Text segment →
To reduce audio glitch rendering buffer of an audio application is pre-filled with natural sounding audio rather than zeros. For every frame of audio sent for rendering, the rendering buffer is also pre-filled or the signal is stretched in the buffer in anticipation of a glitch. If the glitch does not occur, then the stretched signal is overwritten and the end user does not notice it. If the glitch does occur, then the rendering buffer is already filled with a stretched version of the previous audio and may result in sound that is acceptable. After recovery from the glitch, any new data is smoothly merged into the fake audio that was generated before.

Description

    BACKGROUND
  • In real-time communication applications, the end-to-end latency from mouth to ear is desired to be kept at a minimum. As a result, the application strives to cut out any audio pipeline buffering in the system. On the other hand, the audio device is typically driven by a clock independent of a main clock of the system (e.g. the processor clock) and requires buffering to ensure uninterrupted audio rendering. If the main clock is blocked for any reason, then the application does not have enough time to fill the rendering buffer before the audio device picks up the data in the buffer to feed to the digital-to-analog converter. This result is termed an audio glitch.
  • To ensure smooth playback, buffering is necessary for the rendering device contradicting the requirement for low latency. A majority of real-time applications choose a buffering length that is a trade-off between latency and expected frequency of glitches. When a glitch happens, the rendering device picks up whatever data was in the buffer. Usually, but not necessarily, that buffer is implemented as a circular buffer. The buffer is usually pre-cleared such that when a glitch happens, then predictable zero-level audio is played out.
  • SUMMARY
  • This summary is provided to introduce a selection of concepts in a simplified form that are further described below in the Detailed Description. This summary is not intended to identify key features or essential features of the claimed subject matter, nor is it intended as an aid in determining the scope of the claimed subject matter.
  • Embodiments are directed to reducing glitch in an audio application by pre-filling a rendering buffer with fake audio that may be a copy of a portion of previously received audio signal or a stretched signal based on previously received audio. If a glitch actually occurs, the buffered signal may be used in place of missing audio signal by smoothing a transition from the fake audio signal to the real audio signal. The fake audio signal may also be simply copied in place of the missing audio to reduce needed buffer space. Potential discontinuities between real and fake audio signals may also be smoothed employing various transition techniques.
  • These and other features and advantages will be apparent from a reading of the following detailed description and a review of the associated drawings. It is to be understood that both the foregoing general description and the following detailed description are explanatory only and are not restrictive of aspects as claimed.
  • BRIEF DESCRIPTION OF THE DRAWINGS
  • FIG. 1 is a diagram illustrating an example audio application architecture;
  • FIGS. 2A and 2B illustrate two different methods of filling in missing audio in an audio application by the audio healer module;
  • FIG. 3 illustrates audio packet structure in a buffer and occurrence of a glitch;
  • FIG. 4A is a diagram of an example glitch reduction as fake audio data is replaced by real audio data;
  • FIG. 4B is a diagram illustrating a discontinuity in audio glitch reduction that needs to be smoothed;
  • FIG. 5 illustrates a networked environment where embodiments may be implemented.
  • FIG. 6 is a block diagram of an example computing operating environment, where embodiments may be implemented; and
  • FIG. 7 illustrates a logic flow diagram for a process of audio glitch reduction according to embodiments.

Items drawn from a data source →
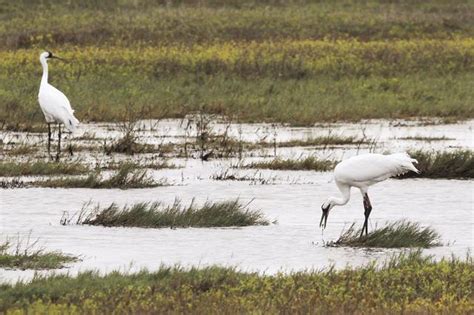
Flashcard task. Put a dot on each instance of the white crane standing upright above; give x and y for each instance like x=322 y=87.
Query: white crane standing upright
x=363 y=171
x=54 y=104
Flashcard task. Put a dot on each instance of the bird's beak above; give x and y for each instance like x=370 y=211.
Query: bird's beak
x=324 y=218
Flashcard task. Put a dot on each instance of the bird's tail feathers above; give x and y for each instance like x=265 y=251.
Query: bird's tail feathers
x=406 y=162
x=71 y=122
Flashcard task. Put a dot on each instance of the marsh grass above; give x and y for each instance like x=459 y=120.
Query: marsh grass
x=452 y=165
x=156 y=215
x=155 y=165
x=37 y=168
x=323 y=141
x=256 y=178
x=409 y=281
x=427 y=139
x=21 y=149
x=393 y=235
x=307 y=164
x=25 y=254
x=126 y=177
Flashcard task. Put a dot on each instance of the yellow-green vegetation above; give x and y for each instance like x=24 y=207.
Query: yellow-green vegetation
x=15 y=256
x=408 y=283
x=392 y=235
x=36 y=168
x=156 y=215
x=456 y=164
x=310 y=163
x=127 y=176
x=298 y=62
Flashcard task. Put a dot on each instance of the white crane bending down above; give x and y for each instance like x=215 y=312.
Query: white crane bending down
x=54 y=104
x=363 y=171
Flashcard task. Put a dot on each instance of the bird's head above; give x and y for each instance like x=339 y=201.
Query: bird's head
x=49 y=55
x=325 y=207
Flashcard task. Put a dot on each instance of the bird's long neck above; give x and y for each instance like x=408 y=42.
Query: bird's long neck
x=346 y=195
x=44 y=63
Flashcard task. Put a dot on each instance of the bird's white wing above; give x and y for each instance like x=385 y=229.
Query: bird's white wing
x=61 y=99
x=372 y=168
x=55 y=104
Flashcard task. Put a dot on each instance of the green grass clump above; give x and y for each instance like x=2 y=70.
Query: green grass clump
x=30 y=24
x=126 y=177
x=408 y=283
x=298 y=62
x=307 y=164
x=393 y=235
x=322 y=141
x=16 y=257
x=38 y=168
x=454 y=165
x=155 y=215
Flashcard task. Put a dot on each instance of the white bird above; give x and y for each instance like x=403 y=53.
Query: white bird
x=363 y=171
x=54 y=104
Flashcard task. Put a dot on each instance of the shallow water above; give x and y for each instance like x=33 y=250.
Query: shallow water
x=293 y=198
x=294 y=243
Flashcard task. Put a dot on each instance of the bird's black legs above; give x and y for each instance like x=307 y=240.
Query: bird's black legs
x=49 y=140
x=59 y=143
x=368 y=209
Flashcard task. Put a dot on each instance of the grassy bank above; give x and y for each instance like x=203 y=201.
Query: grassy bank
x=409 y=283
x=457 y=164
x=307 y=164
x=28 y=23
x=27 y=256
x=156 y=215
x=392 y=235
x=299 y=62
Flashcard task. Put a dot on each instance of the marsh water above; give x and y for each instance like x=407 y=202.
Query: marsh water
x=290 y=198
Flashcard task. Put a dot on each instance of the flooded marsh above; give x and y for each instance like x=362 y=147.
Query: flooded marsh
x=291 y=198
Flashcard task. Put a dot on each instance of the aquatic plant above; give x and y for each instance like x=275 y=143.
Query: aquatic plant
x=156 y=215
x=408 y=282
x=310 y=163
x=39 y=167
x=25 y=254
x=393 y=235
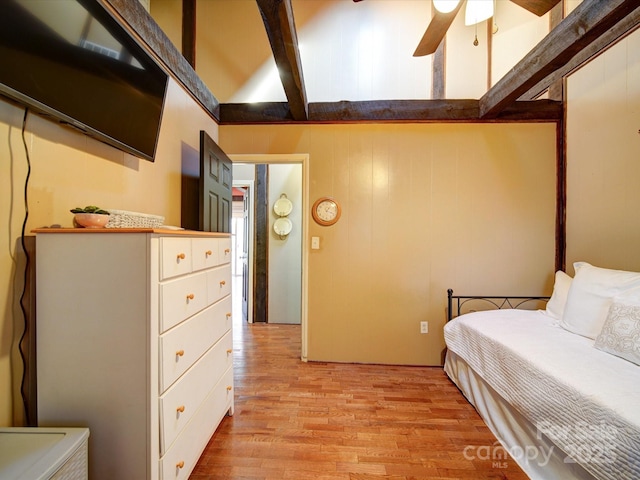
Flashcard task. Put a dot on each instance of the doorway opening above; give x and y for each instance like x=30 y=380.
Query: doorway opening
x=292 y=299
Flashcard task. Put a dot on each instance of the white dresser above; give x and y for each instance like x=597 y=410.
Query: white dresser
x=43 y=453
x=134 y=342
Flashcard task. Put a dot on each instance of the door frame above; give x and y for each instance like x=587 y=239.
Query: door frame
x=303 y=159
x=249 y=185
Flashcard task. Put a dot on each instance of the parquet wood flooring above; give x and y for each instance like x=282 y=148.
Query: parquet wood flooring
x=332 y=421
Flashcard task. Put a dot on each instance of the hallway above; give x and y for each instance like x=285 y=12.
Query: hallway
x=329 y=421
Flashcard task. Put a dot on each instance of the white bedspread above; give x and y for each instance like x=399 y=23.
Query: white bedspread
x=586 y=401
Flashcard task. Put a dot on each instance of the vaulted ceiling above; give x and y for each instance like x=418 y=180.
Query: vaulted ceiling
x=588 y=29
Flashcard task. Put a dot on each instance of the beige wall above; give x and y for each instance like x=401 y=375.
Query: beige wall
x=68 y=170
x=425 y=208
x=603 y=159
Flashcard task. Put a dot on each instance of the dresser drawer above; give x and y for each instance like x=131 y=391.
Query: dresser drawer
x=183 y=399
x=175 y=257
x=182 y=298
x=181 y=458
x=205 y=253
x=224 y=250
x=218 y=283
x=183 y=345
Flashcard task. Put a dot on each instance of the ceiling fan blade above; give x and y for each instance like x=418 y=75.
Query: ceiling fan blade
x=539 y=7
x=436 y=31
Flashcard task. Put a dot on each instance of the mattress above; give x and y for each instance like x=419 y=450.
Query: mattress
x=584 y=401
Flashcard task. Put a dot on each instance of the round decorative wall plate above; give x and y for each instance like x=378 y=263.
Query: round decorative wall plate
x=326 y=211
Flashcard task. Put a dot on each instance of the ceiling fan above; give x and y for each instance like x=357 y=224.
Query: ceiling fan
x=446 y=10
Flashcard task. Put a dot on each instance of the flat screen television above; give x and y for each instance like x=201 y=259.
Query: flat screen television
x=73 y=61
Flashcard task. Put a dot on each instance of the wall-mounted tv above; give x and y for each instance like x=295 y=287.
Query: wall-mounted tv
x=72 y=60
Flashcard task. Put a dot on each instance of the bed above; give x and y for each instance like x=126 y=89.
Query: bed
x=559 y=386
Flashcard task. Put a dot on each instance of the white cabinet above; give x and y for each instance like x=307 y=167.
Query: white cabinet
x=134 y=341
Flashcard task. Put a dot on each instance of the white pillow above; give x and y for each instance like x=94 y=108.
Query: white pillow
x=590 y=296
x=620 y=333
x=555 y=305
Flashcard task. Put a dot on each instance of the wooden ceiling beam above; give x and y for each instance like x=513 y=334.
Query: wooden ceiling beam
x=590 y=20
x=621 y=29
x=388 y=111
x=277 y=16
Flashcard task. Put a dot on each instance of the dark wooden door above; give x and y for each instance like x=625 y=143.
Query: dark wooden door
x=215 y=186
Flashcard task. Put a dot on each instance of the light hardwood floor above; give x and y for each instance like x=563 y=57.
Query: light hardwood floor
x=328 y=421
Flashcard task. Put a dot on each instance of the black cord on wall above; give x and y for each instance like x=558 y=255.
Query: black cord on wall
x=25 y=396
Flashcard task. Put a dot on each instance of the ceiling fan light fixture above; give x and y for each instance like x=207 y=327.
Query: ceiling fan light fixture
x=478 y=11
x=445 y=6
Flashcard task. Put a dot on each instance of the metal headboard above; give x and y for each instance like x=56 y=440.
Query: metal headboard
x=455 y=303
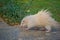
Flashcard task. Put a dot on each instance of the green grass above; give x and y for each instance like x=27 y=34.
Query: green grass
x=15 y=10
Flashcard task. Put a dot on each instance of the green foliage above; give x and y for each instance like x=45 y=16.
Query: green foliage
x=14 y=10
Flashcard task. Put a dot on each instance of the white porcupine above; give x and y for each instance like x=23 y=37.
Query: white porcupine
x=42 y=18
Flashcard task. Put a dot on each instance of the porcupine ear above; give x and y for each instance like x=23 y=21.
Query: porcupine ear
x=43 y=12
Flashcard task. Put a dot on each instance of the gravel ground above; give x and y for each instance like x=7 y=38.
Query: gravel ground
x=34 y=34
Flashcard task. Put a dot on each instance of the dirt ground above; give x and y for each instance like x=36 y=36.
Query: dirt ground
x=35 y=35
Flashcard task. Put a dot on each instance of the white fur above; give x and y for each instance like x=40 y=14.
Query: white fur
x=42 y=18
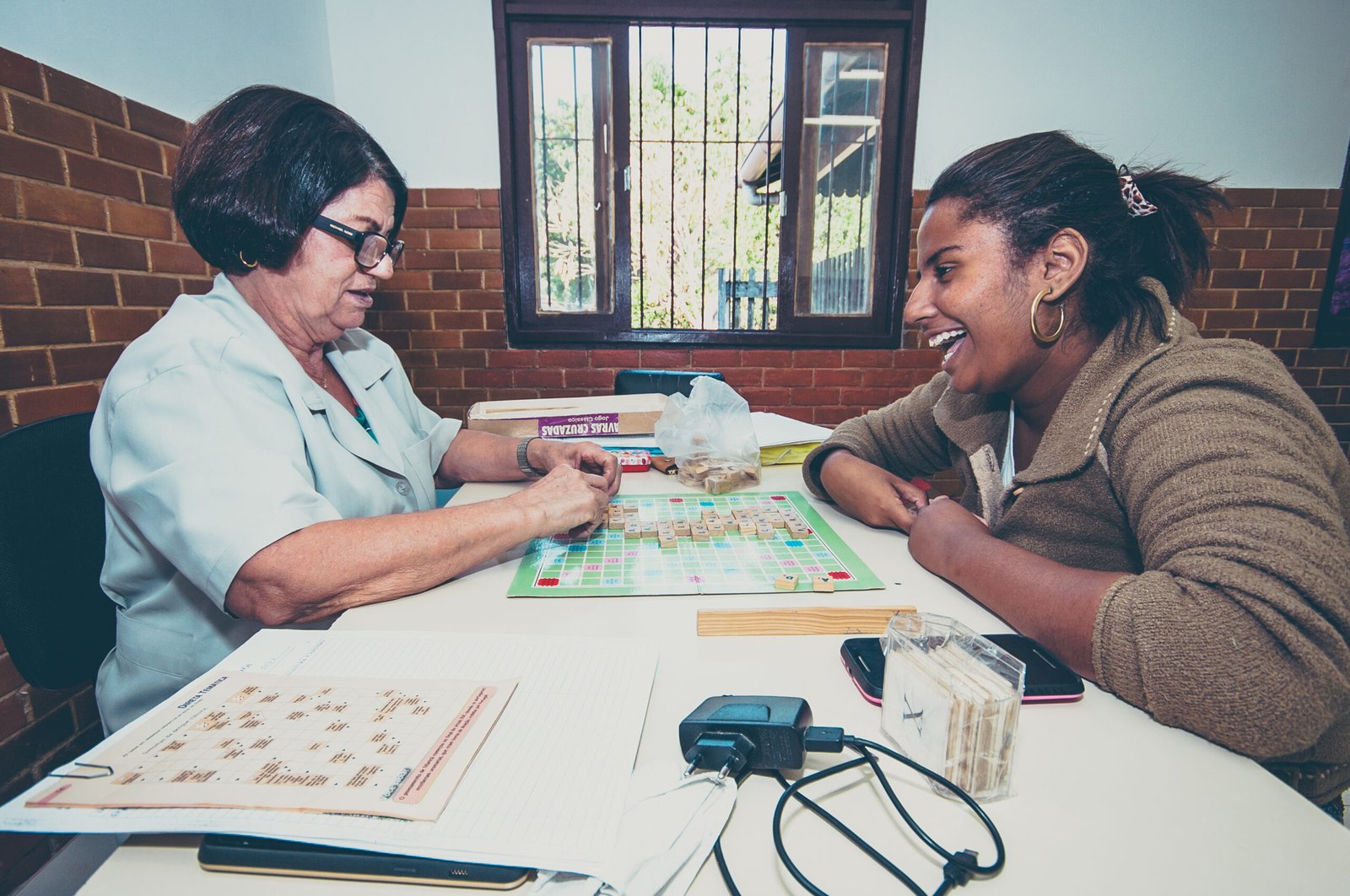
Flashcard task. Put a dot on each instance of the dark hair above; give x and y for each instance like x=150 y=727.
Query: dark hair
x=256 y=169
x=1034 y=185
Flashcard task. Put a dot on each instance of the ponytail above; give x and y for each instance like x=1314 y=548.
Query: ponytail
x=1034 y=185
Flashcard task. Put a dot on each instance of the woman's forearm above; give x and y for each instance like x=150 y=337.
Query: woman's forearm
x=330 y=567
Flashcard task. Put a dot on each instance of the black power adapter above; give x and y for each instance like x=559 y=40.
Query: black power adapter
x=731 y=734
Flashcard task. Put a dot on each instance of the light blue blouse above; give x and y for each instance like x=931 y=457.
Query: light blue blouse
x=211 y=443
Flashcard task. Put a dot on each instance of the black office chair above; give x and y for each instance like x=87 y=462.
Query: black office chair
x=54 y=618
x=667 y=382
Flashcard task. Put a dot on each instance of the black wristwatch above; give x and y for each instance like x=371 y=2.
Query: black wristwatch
x=523 y=457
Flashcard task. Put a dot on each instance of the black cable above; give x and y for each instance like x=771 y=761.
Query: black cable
x=958 y=866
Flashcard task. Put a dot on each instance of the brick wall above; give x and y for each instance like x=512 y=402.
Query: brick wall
x=89 y=258
x=443 y=310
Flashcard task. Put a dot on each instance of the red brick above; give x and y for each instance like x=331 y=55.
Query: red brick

Brief 1 →
Reproduce word for word the text on audio glitch reduction from "To reduce audio" to "was generated before.".
Brief 2 →
Resume the text on audio glitch reduction, picking up after its last sentence.
The data stands apart from the text on audio glitch reduction.

Output 1 →
To reduce audio glitch rendering buffer of an audio application is pre-filled with natural sounding audio rather than zeros. For every frame of audio sent for rendering, the rendering buffer is also pre-filled or the signal is stretched in the buffer in anticipation of a glitch. If the glitch does not occur, then the stretched signal is overwritten and the end user does not notice it. If the glitch does occur, then the rendering buffer is already filled with a stretched version of the previous audio and may result in sound that is acceptable. After recovery from the glitch, any new data is smoothly merged into the fake audio that was generated before.

Output 2 →
  • DETAILED DESCRIPTION
  • As briefly described above, a glitch in an audio application may be reduced or prevented by using buffered fake audio which may be a copy of a previously received portion of real audio or a stretched version for more pleasing sound quality with the fake audio being merged into real audio using smoothing technique(s). In the following detailed description, references are made to the accompanying drawings that form a part hereof, and in which are shown by way of illustrations specific embodiments or examples. These aspects may be combined, other aspects may be utilized, and structural changes may be made without departing from the spirit or scope of the present disclosure. The following detailed description is therefore not to be taken in a limiting sense, and the scope of the present invention is defined by the appended claims and their equivalents.
  • While the embodiments will be described in the general context of program modules that execute in conjunction with an application program that runs on an operating system on a personal computer, those skilled in the art will recognize that aspects may also be implemented in combination with other program modules.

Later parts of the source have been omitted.